- [ACTIVITY] The data below is to be repeated in full, exactly as shown.
========================================================================
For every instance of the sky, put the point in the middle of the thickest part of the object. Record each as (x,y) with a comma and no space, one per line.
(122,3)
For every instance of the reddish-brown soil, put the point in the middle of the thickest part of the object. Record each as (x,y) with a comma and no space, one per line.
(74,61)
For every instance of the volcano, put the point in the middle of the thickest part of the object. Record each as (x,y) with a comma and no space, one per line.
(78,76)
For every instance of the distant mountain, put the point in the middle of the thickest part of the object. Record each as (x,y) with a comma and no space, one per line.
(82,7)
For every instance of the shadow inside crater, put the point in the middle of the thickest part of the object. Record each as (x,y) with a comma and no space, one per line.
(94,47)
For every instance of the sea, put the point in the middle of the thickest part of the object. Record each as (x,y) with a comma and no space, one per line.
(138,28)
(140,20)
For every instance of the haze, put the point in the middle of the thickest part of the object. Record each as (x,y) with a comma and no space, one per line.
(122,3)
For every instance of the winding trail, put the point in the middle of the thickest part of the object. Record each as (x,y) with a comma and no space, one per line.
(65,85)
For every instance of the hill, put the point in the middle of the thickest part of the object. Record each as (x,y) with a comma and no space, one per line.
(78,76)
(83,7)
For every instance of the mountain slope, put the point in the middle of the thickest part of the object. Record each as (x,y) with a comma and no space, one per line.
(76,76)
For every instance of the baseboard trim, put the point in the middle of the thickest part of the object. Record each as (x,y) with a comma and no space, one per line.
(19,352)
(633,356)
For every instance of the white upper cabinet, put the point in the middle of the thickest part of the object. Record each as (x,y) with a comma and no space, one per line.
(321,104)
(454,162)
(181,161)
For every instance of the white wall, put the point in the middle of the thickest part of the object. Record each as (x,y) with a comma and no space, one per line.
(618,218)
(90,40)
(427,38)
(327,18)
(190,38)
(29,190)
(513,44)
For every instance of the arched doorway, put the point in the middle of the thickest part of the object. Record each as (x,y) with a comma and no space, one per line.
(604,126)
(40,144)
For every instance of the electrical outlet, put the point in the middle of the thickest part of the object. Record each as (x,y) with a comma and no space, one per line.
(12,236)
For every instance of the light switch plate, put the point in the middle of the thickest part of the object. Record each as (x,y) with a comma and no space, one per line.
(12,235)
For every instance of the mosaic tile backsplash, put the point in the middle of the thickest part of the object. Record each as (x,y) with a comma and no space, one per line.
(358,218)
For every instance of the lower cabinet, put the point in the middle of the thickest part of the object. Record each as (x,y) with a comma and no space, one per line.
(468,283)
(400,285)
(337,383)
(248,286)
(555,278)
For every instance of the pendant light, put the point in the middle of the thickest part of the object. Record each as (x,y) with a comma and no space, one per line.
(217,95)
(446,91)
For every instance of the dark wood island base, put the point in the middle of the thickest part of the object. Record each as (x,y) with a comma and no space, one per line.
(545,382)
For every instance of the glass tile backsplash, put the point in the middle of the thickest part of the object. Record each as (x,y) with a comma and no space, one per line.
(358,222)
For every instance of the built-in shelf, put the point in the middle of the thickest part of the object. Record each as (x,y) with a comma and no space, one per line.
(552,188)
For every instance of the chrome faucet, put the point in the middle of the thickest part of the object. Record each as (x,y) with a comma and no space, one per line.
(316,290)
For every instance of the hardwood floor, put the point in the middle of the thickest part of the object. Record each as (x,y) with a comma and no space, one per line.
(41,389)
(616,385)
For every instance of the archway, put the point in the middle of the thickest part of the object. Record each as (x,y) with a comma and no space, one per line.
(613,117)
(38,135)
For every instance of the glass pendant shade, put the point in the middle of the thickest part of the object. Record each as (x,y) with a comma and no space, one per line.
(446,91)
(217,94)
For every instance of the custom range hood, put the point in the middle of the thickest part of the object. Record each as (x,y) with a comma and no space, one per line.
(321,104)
========================================================================
- [THE COMPLETED TASK]
For every instance of the sky, put the point in the middle of the thickest part of the object. Record each as (x,y) with a comma and no space, one per line.
(122,3)
For every instance of the reddish-brown soil, put the point in the middle of the thickest part of the object. Record each as (x,y) with a comma and no space, one per line.
(74,61)
For every instance of the volcano, put the point in the middle of the thickest part of the object. Record each as (x,y) with a comma and no space, one per line.
(78,76)
For every instance of the distant mountain, put the point in the middle of the thickest part of the object. Record each as (x,y) with a comma and no space, one per line.
(82,7)
For every instance of the shadow inside crater, put the point in the middle of the thickest part of the object. Record each as (x,y) with a comma and no space, one per line.
(94,47)
For every instance of the sea, put the point in the middle of the thickest part of the object. Record each as (x,y) with a comma and no space, one per line.
(138,28)
(140,20)
For every instance of the haze, put the point in the middle of the thickest part of the object. Record each as (x,y) with a comma and no space, one per line.
(122,3)
For every instance of the winding trail, put the point in the middle of the thickest part of the object. Record each as (x,y) with a comma and no space, one per line.
(65,85)
For every instance of the hill, put the point in the middle of the thickest part of the object. Record each as (x,y) with a comma and no space, one per line.
(78,76)
(83,7)
For every instance of the mountain slope, put the point in the middle of the thickest part of the object. Record each as (x,y) with a comma and no space, one per line.
(76,76)
For every instance of the baseboard trim, put the point in the middle of the thickest part of the object. Record each as (x,y) with a comma and no space, one per line.
(19,352)
(633,356)
For every instance of the white upper cabinet, put the point in the middle of the thickest part of the object. Record each as (x,y) with a comma and no space, one per line.
(321,104)
(454,162)
(181,161)
For every instance of the white wall, put the point in the middle of the thickest part of the object. Record each as (x,y) with a comma and no space, one per line.
(618,218)
(90,40)
(427,38)
(327,18)
(190,38)
(29,190)
(513,44)
For every instance of the arched doorway, put the point in the middle of the thickest part of the object. Record each as (x,y) with a comma and no space, one per line.
(604,126)
(40,144)
For every instance of the electrical outlet, put the point in the middle of the thickest part of the object. Record each as (x,y) with a comma and no space, one per line.
(12,236)
For every instance of the light switch plate, put the point in the middle of the thickest part of the object. Record each as (x,y) with a comma and no space, one per line.
(12,235)
For every instance of the mosaic tile backsplash, put the point in the middle of the thickest part of the object. Record each as (x,y) with a comma and no space, one per line.
(358,218)
For every instance of the lower cabinet, put the point in the middle of the thickest part of the object. Record each as (x,y) with a comma and no space, one per line.
(468,283)
(400,285)
(337,383)
(248,286)
(555,278)
For every instance of the pendant light, put the point in the middle of the thickest part of the object. Record each as (x,y) with a comma and no space, one per line.
(217,95)
(446,91)
For every instance of the dark wood island base, put the point in the middle of the thickest part of the object. Record each as (x,y) with a comma and no space, one per line.
(545,382)
For every instance of the glass tile backsplash, put the point in the middle of the thickest part of the object. Record each as (x,y) with a comma and no space, one per line.
(358,222)
For every instance of the built-in shelf, put the point in the middle of the thickest part of the object. Record each as (x,y) with a comma and no space, one per line.
(552,188)
For every instance of the chrome faucet, put the point in the middle of the thickest part of the object. Record each as (x,y) with a comma and no space, one per line.
(316,290)
For every instance of the hardwood floor, put the point in the middle of the thickest part of the object. Record each as (x,y) with a comma and no space, one per line.
(41,389)
(616,385)
For every instance of the archway, put the point in the middle of the thickest part of the object. Record each as (x,y) with a comma and no space, one per line.
(613,117)
(38,135)
For every instance of the glass pendant shade, put the point in the middle of the thickest part of the object. Record each as (x,y) with a comma and no space, one per line.
(446,91)
(217,94)
For every instance of the custom range hood, put the point in the middle of the thickest part of the object. Record each as (x,y) with a comma and no space, one per line.
(321,104)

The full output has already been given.